====== SUPPLIED PASSAGE ======
John Stubbs, Community Member, New South Wales Board of the Medical Board of Australia
I was delighted to hear how well we do things here in Australia – and I was not aware of that before. We can continue to improve but from most of the overseas delegates I learnt we are really at the forefront of international regulation. In some ways I am not surprised as we ‘really punch well above our weight’ in the international health scene – and regulation is part of that.
- What would you have liked to hear more about? Why?
Dr Margaret Mungherera, Vice Chair of the Uganda Medical and Dental Practitioners Council, former President of the World Medical Association, IAMRA chair elect
I would have liked to hear more from experiences in resource-constrained countries in Africa, South America and Asia. How have they innovatively and creatively overcome the challenges in medical regulation?
I would have loved to hear more from members of the general public other than journalists (as well as the session led by Julie McCrossin, ABC TV and radio broadcaster Geraldine Doogue hosted a plenary session on ‘Shaping and old profession for a new society: what does the community need/want/expect’). And more presentations in the workshops from Africa and Asia.
Mark Bodycoat, Community member, Medical Board of Australia
There is a lot of work going on to maintain and improve standards of practice, but the public doesn’t always know much about it. Patients, the ultimate users and the intended beneficiaries of this work, tend to trust that there is a good system in place and that they are in fact protected from poor practice and its effects.
But they often don’t know what is actually going on, or HOW they are protected or what THEY can do if they get poor service or outcomes. Because they trusted “the system” they often feel let down, disempowered and angry in these circumstances. There is a substantial need for greater information for health consumers and for the continued and expanded inclusion of their voice in regulatory planning.
====== GIVEN INFORMATION ======
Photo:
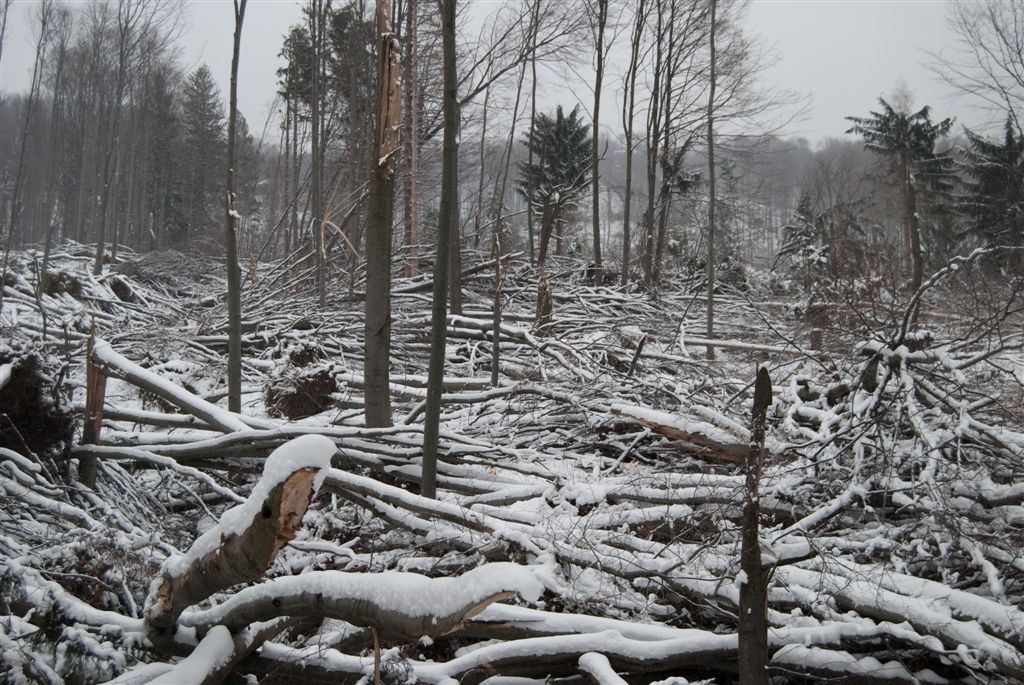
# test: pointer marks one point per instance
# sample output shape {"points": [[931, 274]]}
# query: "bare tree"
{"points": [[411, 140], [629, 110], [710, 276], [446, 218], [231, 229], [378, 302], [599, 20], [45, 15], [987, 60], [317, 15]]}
======
====== GIVEN INFORMATION ======
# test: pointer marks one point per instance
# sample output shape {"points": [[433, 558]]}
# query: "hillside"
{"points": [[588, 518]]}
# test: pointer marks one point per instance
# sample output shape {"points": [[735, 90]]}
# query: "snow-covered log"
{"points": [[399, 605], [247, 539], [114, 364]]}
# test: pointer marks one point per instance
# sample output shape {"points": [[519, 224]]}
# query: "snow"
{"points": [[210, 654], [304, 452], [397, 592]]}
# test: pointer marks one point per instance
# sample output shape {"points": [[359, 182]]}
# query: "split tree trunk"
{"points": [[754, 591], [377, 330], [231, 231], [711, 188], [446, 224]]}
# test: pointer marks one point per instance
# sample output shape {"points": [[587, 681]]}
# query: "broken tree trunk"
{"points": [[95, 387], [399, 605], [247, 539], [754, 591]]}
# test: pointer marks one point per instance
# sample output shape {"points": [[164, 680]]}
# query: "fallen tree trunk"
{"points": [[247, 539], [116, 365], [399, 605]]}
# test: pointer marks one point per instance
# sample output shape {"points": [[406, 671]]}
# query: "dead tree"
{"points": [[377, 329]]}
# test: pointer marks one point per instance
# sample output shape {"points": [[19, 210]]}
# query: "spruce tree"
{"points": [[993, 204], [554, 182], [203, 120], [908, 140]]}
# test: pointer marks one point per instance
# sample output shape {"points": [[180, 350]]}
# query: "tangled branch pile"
======
====== GIVEN INFORMATION ======
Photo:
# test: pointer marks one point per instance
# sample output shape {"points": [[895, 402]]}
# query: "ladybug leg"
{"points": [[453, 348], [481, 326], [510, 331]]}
======
* **TO DO**:
Continue the medical regulation conference feedback from the point where it stops.

* **REPLY TO THE EXERCISE**:
John Stubbs, Community Member, New South Wales Board of the Medical Board of Australia
Nothing more really – there were really interesting and engaging speakers, excellent plenaries and facilitators. Extremely well organised!
- How will what you heard there change the way you work?
Dr Margaret Mungherera, Vice Chair of the Uganda Medical and Dental Practitioners Council, former President of the World Medical Association, IAMRA chair elect
I intend to promote a dialogue between our medical regulatory body and the public. And to use the Melbourne presentations to promote discussions on assessing competency of doctors at different stages in their career.
Mark Bodycoat, Community member, Medical Board of Australia
I will continue to work with my colleagues on the Consumer Reference Group, on the Medical Board and in AHPRA to see that the work we do is as inclusive as is reasonably possible of the health consumer voice and to build on the healthy appetite for inclusion that already exists amongst those bodies.
John Stubbs, Community Member, New South Wales Board of the Medical Board of Australia
I will be really mindful of the practitioner – we do address the issue of public safety, but in a number of ways, clinicians bear the brunt. We must use good evidence, some rat cunning and our combined skills as a board or committee to achieve best outcomes for all.
* Croakey approached a number of other delegates for this Q&A but had not heard back from them in time for publication.